Interface – functions, methods, naming

  1. Q: Why all the function names or ImmunData fields are so long? I want to write idata$rec instead of idata$receptors.

    A: Two main reasons: readability and encouraging autocomplete. Use your IDE's Tab to trigger autocomplete; it can speed you up 10–20×.

  2. Q: Why is it so complex? Why do we need to use dplyr instead of plain R?

A: The short answer is: - faster computations; - code that is easy to maintain and support by other humans; - better data skills by thinking in immutable transformations; - in most cases you don't need complex transformations, so we can optimise ~95% of AIRR operations behind the scenes.

  1. Q: How do I use dplyr operations that duckplyr doesn't support yet?

    A: Let's consider several use cases.

    Case 0. You are missing group_by from dplyr. Use summarise(.by = ???, ...).

    Case 1. Your data can fit into RAM. Call collect and use dplyr.

================================

* Problems to solve *
#1 Using the interface FAQ, answer each of the following on its own line:
(a) What two reasons does it give for the long function names and ImmunData fields?
(b) About what share of AIRR operations does it say can be optimized behind the scenes?
(c) What should you do when your data can fit into RAM?
#2 Write the next part of the interface FAQ, starting right after its last sentence.

================================

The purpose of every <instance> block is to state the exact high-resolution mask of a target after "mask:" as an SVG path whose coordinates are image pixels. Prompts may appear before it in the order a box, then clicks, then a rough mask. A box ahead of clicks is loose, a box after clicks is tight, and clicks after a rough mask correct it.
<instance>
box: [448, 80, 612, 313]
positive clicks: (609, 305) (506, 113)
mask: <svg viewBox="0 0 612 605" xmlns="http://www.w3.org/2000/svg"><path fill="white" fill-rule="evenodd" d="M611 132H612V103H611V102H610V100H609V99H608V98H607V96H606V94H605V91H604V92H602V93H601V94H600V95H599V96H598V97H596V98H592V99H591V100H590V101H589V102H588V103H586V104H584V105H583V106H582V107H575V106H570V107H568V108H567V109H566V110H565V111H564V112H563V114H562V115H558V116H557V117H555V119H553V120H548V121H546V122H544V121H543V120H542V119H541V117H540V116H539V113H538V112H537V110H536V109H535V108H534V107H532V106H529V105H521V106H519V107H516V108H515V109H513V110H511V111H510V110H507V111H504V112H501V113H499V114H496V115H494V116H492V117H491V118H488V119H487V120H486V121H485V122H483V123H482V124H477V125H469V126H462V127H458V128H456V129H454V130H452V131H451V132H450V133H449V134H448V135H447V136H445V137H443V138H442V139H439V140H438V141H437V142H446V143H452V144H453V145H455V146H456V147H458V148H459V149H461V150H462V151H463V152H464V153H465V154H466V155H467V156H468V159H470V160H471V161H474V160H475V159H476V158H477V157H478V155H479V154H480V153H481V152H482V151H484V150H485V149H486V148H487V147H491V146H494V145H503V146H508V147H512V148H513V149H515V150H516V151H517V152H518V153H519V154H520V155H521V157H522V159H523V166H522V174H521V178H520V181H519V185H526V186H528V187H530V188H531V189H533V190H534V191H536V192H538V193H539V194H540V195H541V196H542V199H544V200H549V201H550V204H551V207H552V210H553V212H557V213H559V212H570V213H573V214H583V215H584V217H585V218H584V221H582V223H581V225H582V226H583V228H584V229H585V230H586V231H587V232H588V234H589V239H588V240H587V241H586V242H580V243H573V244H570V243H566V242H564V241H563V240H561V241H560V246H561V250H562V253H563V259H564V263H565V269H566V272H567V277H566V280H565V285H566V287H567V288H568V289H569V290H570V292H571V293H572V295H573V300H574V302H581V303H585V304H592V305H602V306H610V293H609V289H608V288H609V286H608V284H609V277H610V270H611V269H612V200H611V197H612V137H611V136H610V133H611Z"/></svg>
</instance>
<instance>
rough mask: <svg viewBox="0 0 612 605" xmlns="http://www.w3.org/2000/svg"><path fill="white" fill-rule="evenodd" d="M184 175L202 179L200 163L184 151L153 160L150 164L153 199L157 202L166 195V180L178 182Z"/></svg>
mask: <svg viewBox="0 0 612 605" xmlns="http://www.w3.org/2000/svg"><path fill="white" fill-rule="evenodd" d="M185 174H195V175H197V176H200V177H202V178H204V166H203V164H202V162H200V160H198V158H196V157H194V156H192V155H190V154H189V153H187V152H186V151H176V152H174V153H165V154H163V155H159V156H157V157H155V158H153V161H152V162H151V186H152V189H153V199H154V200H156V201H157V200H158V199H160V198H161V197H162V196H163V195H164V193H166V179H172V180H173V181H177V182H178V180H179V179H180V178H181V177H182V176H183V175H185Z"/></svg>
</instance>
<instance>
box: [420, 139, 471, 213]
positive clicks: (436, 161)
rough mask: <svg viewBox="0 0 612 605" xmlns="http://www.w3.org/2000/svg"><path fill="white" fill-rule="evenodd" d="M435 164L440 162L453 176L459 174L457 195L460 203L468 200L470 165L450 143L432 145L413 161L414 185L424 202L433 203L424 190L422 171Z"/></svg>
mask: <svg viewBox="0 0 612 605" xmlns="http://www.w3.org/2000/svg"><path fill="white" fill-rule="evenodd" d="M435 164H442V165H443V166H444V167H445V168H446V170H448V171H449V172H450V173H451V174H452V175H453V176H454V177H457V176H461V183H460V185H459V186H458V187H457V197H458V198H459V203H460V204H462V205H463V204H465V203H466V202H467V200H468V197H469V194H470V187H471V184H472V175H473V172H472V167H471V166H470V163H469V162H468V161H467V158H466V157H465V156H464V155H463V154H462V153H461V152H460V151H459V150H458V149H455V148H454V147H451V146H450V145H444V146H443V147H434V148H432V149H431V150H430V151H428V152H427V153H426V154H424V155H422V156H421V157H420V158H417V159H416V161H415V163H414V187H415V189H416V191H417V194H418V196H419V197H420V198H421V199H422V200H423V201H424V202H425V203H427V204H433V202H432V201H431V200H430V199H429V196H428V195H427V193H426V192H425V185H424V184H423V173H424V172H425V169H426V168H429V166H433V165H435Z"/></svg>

================================

* Answers in order *
#1
(a) Readability and encouraging autocomplete.
(b) About 95%.
(c) Call collect and use dplyr.

#2
    Case 2. Your data won't fit into RAM but you must run a heavy operation on all rows. You can rewrite functions in SQL. You can break it into supported pieces (e.g. pre-filter, pre-aggregate) that DuckDB can stream, write an intermediate Parquet with compute_parquet(), then loop over chunks, collect them, and run the analysis.

    Case 3. Your data won't fit into RAM, but before running intensive computations, you are open to working with smaller dataset first. Filter down via slice_head(n=...), iterate until the code works, then run the same pipeline on the full dataset.

Miscellaneous

  1. Q: immundata is too verbose, I'm tired of all the messages. How to turn them off?

    A: Run the following code options(rlib_message_verbosity = "quiet") in the beginning of your R session to turn off messages.

  2. Q: I don't want to use pak, how can I use the good old install.packages or devtools?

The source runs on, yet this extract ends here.